[Exercise materials — start]

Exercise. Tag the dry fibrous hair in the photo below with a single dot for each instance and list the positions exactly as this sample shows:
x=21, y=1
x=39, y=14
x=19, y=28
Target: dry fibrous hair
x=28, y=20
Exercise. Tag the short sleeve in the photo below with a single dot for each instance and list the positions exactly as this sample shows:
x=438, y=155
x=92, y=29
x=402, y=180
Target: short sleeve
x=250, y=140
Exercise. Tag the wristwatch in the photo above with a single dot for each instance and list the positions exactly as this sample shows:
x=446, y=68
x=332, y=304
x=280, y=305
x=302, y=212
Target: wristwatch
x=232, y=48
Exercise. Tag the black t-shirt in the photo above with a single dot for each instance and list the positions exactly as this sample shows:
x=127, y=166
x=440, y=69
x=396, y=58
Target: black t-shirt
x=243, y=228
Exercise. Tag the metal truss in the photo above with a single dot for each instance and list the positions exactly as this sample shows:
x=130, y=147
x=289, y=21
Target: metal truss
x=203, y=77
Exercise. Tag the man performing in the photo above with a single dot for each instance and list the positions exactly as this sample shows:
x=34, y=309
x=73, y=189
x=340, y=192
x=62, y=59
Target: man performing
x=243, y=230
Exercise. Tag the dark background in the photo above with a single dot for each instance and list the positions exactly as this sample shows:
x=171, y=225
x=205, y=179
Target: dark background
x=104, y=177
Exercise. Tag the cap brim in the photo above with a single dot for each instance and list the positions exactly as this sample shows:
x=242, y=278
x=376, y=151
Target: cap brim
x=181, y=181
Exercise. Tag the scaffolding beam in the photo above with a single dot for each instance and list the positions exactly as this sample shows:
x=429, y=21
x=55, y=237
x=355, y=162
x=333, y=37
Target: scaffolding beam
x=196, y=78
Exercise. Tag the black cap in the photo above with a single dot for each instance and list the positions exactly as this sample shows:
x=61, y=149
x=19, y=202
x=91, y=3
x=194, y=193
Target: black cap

[Exercise materials — finish]

### Work item
Once you have read the listing, retype it in full, word for word.

### Solution
Exercise. Tag the dry fibrous hair in the photo below with a single dot for each instance and list the positions exactly as this sample shows:
x=21, y=1
x=39, y=14
x=19, y=28
Target: dry fibrous hair
x=28, y=20
Exercise. Tag the short sleeve in the photo below with a single dot for each instance and list the positions exactly as this sample shows:
x=438, y=155
x=92, y=29
x=402, y=180
Target: short sleeve
x=250, y=140
Exercise. Tag the wristwatch in the photo above with a single dot for each instance and list the positions exactly as this sample shows:
x=446, y=68
x=332, y=304
x=280, y=305
x=302, y=212
Target: wristwatch
x=232, y=48
Exercise. Tag the black t-shirt in the photo above with a single dot for each instance and list the positions exactly as this sample shows:
x=127, y=166
x=440, y=69
x=396, y=58
Target: black t-shirt
x=243, y=228
Exercise. Tag the metal truss in the photo above with a single dot for each instance and list the positions exactly as this sample shows:
x=130, y=147
x=289, y=21
Target: metal truss
x=203, y=77
Exercise. Tag the man performing in the photo above with a single dot for each instance and list the positions exactly as this sample shows:
x=34, y=309
x=73, y=189
x=340, y=192
x=62, y=59
Target: man performing
x=243, y=230
Exercise. Tag the dark background in the photo above with a single dot for each instance and list the positions exactly as this sample shows:
x=171, y=225
x=205, y=179
Target: dark background
x=104, y=177
Exercise. Tag the cap brim in the photo above with a single dot for each instance and list the positions exactly as this sample shows:
x=242, y=278
x=376, y=151
Target: cap brim
x=181, y=181
Exercise. Tag the scaffolding beam in the photo above with a single dot for each instance and list the positions exactly as this sample shows:
x=429, y=21
x=55, y=237
x=355, y=162
x=333, y=37
Target: scaffolding beam
x=196, y=78
Exercise. Tag the black cap in the photo above with a single dot for each instance and list the positions exactly as this sample shows:
x=61, y=149
x=19, y=202
x=91, y=3
x=194, y=193
Target: black cap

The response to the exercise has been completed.